**What the task requires:** Whenever a line of the entries below holds the string "racket", copy that line and return it.

───── Exercise data

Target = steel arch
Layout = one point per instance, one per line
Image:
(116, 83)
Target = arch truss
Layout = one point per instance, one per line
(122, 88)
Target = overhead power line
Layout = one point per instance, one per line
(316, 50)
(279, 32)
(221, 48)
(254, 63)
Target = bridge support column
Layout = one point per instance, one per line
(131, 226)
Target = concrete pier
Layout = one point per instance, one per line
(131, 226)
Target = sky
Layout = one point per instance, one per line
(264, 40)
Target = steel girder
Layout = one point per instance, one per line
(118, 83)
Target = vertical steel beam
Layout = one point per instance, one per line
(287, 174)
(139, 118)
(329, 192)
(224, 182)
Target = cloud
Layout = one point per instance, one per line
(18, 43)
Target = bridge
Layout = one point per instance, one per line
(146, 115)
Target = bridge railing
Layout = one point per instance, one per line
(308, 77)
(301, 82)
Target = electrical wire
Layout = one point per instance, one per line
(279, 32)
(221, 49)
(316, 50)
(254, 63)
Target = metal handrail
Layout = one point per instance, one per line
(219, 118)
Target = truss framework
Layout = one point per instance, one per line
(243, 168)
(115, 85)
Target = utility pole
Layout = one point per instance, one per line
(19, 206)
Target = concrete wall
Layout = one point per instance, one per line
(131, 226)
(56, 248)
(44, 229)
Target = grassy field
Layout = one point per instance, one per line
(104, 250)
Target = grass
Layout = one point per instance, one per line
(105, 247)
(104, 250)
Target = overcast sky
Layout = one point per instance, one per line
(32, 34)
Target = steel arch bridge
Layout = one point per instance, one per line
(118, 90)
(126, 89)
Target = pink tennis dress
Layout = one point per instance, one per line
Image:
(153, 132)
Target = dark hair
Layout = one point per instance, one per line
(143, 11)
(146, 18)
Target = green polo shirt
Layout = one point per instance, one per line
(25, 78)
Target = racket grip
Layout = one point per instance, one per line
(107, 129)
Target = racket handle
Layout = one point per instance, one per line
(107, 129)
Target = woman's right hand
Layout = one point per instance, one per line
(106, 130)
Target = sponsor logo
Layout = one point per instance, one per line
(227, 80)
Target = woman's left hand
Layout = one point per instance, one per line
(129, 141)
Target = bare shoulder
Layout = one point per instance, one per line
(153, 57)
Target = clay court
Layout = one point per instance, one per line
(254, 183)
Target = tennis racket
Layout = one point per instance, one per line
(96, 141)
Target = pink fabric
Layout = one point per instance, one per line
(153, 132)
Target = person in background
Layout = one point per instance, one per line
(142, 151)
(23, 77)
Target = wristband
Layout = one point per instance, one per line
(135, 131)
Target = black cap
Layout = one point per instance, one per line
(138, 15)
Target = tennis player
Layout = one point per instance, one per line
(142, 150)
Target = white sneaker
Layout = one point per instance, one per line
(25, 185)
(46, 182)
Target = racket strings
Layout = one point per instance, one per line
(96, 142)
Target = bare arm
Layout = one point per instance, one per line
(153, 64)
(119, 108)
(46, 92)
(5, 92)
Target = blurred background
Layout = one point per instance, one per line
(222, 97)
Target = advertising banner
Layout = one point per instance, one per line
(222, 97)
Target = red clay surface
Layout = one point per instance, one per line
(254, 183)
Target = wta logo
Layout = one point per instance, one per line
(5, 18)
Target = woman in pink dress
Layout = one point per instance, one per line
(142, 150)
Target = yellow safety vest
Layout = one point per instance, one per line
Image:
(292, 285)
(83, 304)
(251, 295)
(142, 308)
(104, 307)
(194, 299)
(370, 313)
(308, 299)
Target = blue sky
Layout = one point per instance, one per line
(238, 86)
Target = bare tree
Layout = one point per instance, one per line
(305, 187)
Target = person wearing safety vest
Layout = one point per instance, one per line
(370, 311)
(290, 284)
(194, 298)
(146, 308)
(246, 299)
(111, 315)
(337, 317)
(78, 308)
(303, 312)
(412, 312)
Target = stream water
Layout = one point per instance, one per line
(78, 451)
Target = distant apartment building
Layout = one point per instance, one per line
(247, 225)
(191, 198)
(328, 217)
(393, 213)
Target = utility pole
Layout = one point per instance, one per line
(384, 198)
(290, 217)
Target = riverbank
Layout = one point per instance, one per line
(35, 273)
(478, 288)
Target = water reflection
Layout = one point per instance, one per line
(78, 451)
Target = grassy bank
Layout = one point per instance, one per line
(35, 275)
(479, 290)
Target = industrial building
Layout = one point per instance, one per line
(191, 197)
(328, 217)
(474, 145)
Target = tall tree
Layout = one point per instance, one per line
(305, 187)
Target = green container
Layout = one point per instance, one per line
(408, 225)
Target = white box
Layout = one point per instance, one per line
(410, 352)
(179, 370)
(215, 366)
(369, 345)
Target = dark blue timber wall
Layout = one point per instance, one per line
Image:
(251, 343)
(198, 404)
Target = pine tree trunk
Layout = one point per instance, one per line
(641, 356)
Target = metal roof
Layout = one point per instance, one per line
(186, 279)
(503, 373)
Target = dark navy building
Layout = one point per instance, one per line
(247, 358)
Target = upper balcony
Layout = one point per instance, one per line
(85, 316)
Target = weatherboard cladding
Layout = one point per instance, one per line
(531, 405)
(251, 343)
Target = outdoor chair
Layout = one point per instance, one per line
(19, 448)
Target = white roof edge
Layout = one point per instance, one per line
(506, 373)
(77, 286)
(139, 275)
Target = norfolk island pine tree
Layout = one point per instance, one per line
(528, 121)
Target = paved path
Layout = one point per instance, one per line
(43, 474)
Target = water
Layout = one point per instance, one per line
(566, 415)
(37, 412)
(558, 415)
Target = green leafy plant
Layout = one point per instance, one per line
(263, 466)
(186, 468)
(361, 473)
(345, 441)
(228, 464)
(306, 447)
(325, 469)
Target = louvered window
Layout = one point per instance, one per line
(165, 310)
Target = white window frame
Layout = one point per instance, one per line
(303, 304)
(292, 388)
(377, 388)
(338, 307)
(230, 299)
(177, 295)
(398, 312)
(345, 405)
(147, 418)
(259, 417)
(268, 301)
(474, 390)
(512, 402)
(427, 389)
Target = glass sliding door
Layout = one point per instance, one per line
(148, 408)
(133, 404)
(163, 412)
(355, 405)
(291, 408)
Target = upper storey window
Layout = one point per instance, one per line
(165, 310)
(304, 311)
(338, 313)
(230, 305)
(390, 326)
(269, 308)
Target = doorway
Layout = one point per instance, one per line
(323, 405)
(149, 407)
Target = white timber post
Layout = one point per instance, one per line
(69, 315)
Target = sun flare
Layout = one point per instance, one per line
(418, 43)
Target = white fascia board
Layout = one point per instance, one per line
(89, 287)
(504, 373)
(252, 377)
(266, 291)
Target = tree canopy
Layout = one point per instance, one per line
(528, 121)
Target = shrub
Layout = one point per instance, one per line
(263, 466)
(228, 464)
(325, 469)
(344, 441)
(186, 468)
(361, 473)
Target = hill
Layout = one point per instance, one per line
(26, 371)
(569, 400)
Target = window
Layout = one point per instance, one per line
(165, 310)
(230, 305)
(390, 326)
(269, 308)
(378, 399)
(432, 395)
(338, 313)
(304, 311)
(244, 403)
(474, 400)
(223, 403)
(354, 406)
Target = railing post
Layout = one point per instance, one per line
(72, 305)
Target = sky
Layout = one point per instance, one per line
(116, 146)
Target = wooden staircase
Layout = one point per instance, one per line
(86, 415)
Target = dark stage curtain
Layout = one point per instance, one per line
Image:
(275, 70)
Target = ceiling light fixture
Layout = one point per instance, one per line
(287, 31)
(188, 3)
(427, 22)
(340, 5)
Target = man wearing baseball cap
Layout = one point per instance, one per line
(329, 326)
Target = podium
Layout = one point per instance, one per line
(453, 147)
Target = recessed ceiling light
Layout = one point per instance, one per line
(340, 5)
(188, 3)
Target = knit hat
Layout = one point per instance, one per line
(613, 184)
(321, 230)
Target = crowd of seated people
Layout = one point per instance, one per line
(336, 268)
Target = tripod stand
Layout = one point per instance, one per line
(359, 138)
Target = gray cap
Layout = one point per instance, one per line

──────────

**Task output:**
Target = racket grip
Target = racket handle
Target = tennis racket
Target = racket strings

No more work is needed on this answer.